Stored items
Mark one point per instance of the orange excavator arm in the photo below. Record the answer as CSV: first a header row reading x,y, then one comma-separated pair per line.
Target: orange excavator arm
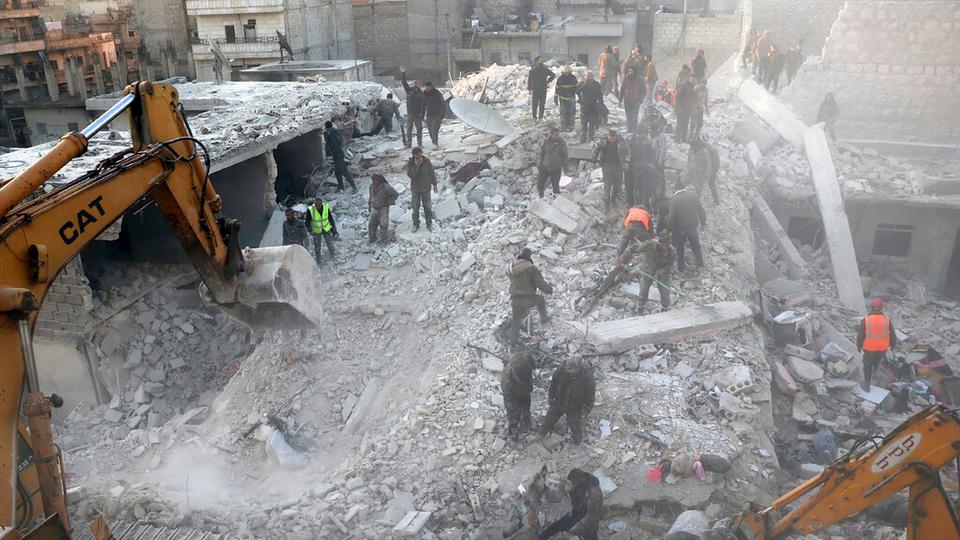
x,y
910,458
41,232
...
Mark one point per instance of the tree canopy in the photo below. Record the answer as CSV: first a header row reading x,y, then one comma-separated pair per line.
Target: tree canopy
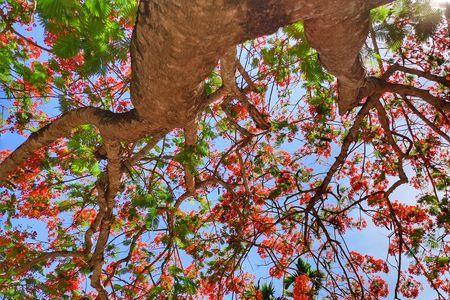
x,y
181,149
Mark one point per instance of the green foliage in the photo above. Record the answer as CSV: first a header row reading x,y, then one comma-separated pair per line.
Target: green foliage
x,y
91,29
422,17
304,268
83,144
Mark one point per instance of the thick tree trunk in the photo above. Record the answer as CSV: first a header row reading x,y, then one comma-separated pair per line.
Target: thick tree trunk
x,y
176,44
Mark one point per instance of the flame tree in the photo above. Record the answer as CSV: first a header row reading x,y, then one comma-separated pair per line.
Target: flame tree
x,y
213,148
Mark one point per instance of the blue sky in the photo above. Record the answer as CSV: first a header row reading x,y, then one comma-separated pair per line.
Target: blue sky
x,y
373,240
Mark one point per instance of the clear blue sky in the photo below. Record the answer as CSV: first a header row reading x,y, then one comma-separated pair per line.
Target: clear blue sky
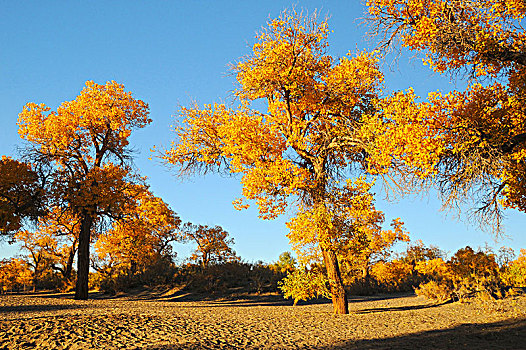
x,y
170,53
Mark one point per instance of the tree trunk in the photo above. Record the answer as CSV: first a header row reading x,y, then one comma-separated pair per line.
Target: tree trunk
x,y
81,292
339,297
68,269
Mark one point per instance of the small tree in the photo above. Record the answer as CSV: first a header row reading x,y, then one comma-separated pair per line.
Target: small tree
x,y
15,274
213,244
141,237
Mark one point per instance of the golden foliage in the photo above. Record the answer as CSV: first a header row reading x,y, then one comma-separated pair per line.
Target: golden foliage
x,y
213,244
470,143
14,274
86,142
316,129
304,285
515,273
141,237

» **What the task asks**
Return all lines from the entries that contain the string "first".

» **Response**
Mark one point per instance of the orange excavator arm in the photo below. Record the answer as CSV: first a header row reading x,y, then one comma-separated pair per line.
Mark one point per instance of the tree canopy in the photo below. Record the answer as CSV: first a header row reading x,y, then one comma-separated pair per line.
Mark one point per instance of the green foliage in the photo above. Record the answer as CSV: first a header row reading x,y, then one comma-separated pair per line.
Mark one point per instance of the thick tree trunk in the photo above. Record the answer as CSV: first a header row reading x,y, then one comma-separated pair per line.
Mark one point per instance of the flame tree in the photo above. Record the answer as CSV: first a header row reading x,y, then one comma-separated pair per line.
Mark one point per instance of the blue sky in the photo above. Record the answer as CSV: first a header row reading x,y, then one comma-separated pair per line.
Mark one point per instance of the clear blue sky in the photo below. Record the answer as CSV: first a header row reading x,y, then one comma-separated pair per line.
Mark one point per instance of the tree trunk in the photo above. Record the answer as CSV: first a header row reading x,y, then one comma-separated pair per line.
Mark one point per instance of the small tree in the photo above. Record the answer as CSV: first a header row reading x,y, then one comma-separated pair per line.
Mark one point per instance of the golden foliage in the photo above. Record the answer as CSV: first a header row reading x,y, then one comma-separated pair per line.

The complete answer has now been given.